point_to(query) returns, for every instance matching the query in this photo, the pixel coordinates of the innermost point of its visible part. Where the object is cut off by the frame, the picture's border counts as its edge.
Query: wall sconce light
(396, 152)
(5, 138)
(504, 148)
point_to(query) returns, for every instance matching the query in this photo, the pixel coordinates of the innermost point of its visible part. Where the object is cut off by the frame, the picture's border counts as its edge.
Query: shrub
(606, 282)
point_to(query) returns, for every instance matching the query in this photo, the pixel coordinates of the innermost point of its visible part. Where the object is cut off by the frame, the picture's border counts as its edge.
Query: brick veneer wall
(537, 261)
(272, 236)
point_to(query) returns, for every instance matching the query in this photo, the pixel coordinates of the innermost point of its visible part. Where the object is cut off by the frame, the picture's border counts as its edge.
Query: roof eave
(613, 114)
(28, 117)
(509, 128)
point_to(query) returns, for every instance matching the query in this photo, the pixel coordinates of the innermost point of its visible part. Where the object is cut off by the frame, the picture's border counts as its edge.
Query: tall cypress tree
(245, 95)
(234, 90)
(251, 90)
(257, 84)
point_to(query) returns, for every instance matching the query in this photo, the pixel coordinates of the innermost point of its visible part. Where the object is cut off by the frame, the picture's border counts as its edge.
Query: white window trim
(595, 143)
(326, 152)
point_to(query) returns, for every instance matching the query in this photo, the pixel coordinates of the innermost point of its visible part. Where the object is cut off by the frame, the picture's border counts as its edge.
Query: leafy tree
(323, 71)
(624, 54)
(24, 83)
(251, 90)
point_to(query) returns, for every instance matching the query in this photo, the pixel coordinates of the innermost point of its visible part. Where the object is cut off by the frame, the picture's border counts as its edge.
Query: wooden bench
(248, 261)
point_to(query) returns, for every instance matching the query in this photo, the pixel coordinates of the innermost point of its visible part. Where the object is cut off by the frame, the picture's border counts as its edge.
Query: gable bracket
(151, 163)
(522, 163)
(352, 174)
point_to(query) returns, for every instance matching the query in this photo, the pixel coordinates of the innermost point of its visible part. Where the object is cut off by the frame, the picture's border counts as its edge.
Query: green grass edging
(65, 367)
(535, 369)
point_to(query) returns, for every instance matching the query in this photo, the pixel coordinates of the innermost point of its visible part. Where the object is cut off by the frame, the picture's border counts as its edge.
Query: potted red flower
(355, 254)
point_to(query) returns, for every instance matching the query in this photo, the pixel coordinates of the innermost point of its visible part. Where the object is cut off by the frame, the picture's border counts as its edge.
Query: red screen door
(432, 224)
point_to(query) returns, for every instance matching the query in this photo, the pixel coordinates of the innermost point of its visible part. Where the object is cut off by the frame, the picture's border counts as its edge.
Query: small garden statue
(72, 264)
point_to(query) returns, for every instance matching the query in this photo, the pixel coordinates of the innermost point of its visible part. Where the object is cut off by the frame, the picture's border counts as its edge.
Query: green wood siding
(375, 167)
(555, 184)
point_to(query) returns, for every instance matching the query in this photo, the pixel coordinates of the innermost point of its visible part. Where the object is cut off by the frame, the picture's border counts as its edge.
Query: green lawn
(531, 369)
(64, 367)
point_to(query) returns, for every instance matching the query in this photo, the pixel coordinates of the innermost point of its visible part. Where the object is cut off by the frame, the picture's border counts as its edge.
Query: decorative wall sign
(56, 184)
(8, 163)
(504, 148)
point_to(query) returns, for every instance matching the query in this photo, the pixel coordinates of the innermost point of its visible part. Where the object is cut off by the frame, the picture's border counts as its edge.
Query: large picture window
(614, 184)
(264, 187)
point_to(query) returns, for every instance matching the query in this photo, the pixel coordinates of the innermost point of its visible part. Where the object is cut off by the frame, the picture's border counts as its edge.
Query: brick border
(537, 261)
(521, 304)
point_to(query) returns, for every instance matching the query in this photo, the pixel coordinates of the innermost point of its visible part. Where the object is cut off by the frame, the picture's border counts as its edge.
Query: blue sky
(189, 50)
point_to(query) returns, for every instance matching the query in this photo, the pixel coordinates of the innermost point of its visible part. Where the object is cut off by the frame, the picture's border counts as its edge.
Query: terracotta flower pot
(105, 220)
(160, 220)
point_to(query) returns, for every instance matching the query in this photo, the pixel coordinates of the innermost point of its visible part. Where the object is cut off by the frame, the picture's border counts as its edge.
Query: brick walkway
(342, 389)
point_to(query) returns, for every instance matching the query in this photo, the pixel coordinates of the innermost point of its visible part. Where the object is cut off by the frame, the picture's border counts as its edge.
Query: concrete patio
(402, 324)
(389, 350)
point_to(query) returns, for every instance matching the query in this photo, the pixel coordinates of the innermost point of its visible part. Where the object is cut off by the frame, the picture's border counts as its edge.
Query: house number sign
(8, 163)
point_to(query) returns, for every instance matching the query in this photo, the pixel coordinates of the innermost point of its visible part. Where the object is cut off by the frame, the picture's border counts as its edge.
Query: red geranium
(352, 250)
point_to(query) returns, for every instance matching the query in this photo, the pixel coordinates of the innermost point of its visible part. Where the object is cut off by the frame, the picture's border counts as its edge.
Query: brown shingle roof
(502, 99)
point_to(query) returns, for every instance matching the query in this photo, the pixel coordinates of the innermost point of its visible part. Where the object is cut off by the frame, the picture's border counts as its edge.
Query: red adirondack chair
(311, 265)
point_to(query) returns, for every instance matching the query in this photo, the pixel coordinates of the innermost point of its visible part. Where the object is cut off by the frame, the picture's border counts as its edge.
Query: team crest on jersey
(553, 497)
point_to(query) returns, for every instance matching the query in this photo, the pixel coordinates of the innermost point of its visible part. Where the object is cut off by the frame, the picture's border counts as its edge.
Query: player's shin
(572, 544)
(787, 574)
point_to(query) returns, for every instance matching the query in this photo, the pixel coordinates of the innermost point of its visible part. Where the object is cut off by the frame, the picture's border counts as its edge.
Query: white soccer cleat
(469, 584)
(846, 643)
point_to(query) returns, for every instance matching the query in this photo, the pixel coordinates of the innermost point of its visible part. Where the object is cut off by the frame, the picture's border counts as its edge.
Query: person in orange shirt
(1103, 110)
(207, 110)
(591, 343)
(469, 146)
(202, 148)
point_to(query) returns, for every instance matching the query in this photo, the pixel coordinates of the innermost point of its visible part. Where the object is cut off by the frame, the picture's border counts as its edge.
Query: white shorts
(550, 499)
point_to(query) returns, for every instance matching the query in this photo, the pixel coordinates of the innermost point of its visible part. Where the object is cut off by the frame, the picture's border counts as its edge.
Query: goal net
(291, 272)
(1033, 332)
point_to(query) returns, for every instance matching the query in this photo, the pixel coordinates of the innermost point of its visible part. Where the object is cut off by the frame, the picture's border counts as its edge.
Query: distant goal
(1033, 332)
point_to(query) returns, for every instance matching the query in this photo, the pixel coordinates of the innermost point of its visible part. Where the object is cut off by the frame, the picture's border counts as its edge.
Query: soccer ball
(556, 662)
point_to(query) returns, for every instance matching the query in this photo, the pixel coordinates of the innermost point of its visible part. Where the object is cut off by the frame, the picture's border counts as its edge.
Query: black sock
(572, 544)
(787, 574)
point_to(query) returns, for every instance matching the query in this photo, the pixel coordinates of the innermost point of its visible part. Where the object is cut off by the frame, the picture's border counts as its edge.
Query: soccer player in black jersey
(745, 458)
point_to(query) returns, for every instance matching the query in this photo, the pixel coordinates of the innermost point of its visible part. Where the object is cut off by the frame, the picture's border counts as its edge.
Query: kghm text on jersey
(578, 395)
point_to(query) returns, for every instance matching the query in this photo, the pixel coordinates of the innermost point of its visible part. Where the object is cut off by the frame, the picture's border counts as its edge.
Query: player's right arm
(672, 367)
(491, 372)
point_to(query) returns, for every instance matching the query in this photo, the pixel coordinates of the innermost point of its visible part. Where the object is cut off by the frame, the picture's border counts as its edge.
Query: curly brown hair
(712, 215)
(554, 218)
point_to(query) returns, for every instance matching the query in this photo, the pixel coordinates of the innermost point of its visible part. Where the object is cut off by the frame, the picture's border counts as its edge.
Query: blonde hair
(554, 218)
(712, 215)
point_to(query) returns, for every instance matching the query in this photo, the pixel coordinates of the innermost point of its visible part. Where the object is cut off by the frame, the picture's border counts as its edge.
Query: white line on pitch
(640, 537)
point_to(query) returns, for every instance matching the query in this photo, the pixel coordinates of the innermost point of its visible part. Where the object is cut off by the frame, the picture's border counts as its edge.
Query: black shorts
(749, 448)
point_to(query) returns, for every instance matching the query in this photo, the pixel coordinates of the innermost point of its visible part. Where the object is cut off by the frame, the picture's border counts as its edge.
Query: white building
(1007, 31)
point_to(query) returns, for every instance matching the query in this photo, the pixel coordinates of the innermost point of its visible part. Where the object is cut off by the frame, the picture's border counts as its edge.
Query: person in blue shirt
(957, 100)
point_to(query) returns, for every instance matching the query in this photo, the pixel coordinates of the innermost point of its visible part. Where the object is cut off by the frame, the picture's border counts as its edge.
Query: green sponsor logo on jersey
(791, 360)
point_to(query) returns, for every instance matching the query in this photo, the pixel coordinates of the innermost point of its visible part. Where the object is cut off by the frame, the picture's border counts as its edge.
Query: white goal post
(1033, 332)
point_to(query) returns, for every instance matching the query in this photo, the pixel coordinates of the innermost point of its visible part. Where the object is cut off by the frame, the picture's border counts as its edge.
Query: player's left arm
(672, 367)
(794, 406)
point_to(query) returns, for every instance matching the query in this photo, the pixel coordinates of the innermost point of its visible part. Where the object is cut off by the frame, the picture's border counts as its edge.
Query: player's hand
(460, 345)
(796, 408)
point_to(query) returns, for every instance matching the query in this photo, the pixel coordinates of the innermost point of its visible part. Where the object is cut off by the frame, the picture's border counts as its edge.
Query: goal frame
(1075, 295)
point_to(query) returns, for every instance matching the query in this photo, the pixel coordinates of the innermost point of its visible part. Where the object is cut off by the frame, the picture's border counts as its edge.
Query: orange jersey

-*-

### Instructions for the task
Beginning with the line that holds "Query: goal frame" and ending with the last line of the data, copy each line exactly and add nothing.

### Answer section
Query: goal frame
(1075, 295)
point_to(query) returns, for every instance matching the query in this photo, the pixel coordinates of the innermost point of its visible part. Where the object is cut off by the frame, the picture's border counts as its edge.
Query: orange jersey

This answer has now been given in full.